WHAT THE EXERCISE ASKS:
Print out each entry below exactly, please.
###
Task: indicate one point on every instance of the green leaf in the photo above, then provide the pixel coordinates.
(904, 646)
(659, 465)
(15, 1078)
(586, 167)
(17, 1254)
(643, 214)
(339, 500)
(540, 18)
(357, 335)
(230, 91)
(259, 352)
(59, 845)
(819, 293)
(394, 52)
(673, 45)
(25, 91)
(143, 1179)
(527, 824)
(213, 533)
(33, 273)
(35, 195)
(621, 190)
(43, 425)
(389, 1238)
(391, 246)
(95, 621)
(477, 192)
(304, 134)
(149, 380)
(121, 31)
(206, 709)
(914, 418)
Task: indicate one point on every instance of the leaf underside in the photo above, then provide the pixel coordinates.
###
RESULT FOR THIS EXERCISE:
Task: indicate one point on every instance of the green leaf in the photo above, then provide the pixel coordinates.
(904, 646)
(659, 465)
(15, 1078)
(586, 167)
(17, 1254)
(643, 214)
(339, 500)
(540, 18)
(357, 335)
(230, 91)
(259, 352)
(59, 845)
(819, 293)
(394, 52)
(673, 45)
(25, 91)
(143, 1179)
(527, 824)
(213, 533)
(33, 273)
(35, 195)
(621, 190)
(43, 425)
(389, 1238)
(391, 246)
(95, 621)
(477, 192)
(304, 134)
(149, 380)
(121, 31)
(206, 709)
(914, 418)
Task: indicate one point on every instance of the leaf underside in the photo above, then provide the pixel coordinates.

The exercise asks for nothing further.